◆ Request 1:
Answer these questions about the abstract on noninterference and security policies.
(a) What is the number of the technical report?
(b) For the intransitive case, whose formulation of noninterference does the abstract call appropriate, and for what was it developed?
(c) What does the appendix present?

◆ Extract:
Noninterference, Transitivity, and Channel-Control Security Policies
John Rushby
Technical Report CSL-92-02, Computer Science Laboratory, SRI
International; December 1992
Abstract
We consider noninterference formulations of security policies in which
the "interferes" relation is intransitive. Such policies provide a
formal basis for several real security concerns, such as channel
control, and assured pipelines. We show that the appropriate
formulation of noninterference for the intransitive case is that
developed by Haigh and Young for "multidomain security" (MDS). We
construct an "unwinding theorem" for intransitive polices and show
that it differs significantly from that of Haigh and Young. We argue
that their theorem is incorrect. An appendix presents a
mechanically-checked formal specification and verification of our
unwinding theorem.
We also consider the relationship between transitive and intransitive
formulations of security. We show that the standard formulations of
noninterference and unwinding correspond exactly to our intransitive
formulations, specialized to the transitive case. We show that
transitive polices are precisely the "multilevel security" (MLS)
polices, and that any MLS secure system satisfies the conditions of
the unwinding theorem.

◆ Input data:
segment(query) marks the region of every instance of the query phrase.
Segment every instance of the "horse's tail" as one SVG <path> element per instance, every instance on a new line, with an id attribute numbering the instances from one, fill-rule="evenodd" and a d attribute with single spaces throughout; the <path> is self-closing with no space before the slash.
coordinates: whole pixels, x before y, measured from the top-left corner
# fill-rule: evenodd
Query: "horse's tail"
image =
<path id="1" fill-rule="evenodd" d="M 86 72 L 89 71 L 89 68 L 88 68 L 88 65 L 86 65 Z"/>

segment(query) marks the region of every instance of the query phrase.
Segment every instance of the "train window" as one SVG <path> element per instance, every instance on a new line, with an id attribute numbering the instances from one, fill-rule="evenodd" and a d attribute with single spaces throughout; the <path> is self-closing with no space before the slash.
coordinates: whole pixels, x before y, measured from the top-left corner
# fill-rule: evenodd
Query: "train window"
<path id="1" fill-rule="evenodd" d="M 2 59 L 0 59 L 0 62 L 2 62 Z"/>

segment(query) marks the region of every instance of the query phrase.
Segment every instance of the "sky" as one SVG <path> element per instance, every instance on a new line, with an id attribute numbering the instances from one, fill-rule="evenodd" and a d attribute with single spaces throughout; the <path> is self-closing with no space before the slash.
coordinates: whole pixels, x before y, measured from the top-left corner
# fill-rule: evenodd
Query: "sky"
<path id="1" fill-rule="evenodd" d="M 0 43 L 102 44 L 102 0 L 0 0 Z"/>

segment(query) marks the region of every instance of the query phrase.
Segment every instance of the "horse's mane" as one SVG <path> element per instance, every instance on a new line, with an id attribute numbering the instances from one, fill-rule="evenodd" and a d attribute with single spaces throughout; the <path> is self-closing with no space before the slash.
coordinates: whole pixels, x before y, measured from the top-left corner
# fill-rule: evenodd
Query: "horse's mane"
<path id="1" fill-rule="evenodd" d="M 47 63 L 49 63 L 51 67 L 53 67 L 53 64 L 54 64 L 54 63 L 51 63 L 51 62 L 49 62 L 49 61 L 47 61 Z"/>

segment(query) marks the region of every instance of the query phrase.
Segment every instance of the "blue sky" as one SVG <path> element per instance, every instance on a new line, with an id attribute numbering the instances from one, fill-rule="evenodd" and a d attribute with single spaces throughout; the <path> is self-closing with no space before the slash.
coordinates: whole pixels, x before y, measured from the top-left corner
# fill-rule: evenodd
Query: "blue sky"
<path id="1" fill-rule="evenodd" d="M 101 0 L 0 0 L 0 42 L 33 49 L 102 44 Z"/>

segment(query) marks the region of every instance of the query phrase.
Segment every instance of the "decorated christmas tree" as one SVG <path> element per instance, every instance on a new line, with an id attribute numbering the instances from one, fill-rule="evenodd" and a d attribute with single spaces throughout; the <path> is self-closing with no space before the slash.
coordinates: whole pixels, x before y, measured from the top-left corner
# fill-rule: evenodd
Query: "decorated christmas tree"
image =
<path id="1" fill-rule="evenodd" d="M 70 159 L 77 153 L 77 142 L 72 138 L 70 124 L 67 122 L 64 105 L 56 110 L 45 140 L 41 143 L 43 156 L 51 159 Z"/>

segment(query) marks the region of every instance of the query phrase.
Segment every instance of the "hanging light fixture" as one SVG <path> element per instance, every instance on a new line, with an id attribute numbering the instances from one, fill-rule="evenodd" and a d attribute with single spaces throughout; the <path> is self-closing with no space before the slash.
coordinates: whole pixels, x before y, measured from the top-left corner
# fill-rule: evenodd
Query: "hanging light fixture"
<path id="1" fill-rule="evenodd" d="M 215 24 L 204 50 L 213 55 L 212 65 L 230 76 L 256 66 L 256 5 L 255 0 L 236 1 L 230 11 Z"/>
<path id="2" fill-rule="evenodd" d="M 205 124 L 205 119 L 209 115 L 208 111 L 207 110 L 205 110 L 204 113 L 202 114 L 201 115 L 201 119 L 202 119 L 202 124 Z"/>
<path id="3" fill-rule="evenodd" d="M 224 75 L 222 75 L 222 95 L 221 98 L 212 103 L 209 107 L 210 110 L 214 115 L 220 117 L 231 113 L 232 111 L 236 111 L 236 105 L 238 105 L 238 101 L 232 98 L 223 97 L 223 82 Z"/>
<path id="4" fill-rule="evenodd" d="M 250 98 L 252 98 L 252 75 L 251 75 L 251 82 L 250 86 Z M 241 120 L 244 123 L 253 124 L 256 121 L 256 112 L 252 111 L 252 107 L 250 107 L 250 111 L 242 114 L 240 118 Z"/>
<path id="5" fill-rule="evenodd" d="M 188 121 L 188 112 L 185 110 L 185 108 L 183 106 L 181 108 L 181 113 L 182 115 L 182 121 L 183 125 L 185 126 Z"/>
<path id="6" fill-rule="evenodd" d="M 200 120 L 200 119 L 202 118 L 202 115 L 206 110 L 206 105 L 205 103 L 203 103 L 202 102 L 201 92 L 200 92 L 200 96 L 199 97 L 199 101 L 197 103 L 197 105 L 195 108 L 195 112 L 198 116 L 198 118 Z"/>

◆ Request 2: Rewrite the records from their first line up to and including the line containing "86 72 L 89 71", changing "horse's tail" to "horse's head" and leaving everything else unchanged.

◆ Response 1:
(a) CSL-92-02
(b) Haigh and Young's formulation, developed for "multidomain security" (MDS).
(c) A mechanically-checked formal specification and verification of the authors' unwinding theorem.

◆ Response 2:
segment(query) marks the region of every instance of the query phrase.
Segment every instance of the "horse's head" as one SVG <path> element per instance, every instance on a new line, with an id attribute numbering the instances from one, fill-rule="evenodd" and a d attribute with single spaces throughout; the <path> is self-closing with no space before the slash.
coordinates: whole pixels, x before y, measured from the top-left corner
# fill-rule: evenodd
Query: "horse's head"
image =
<path id="1" fill-rule="evenodd" d="M 86 72 L 89 71 L 89 68 L 88 68 L 88 65 L 86 65 Z"/>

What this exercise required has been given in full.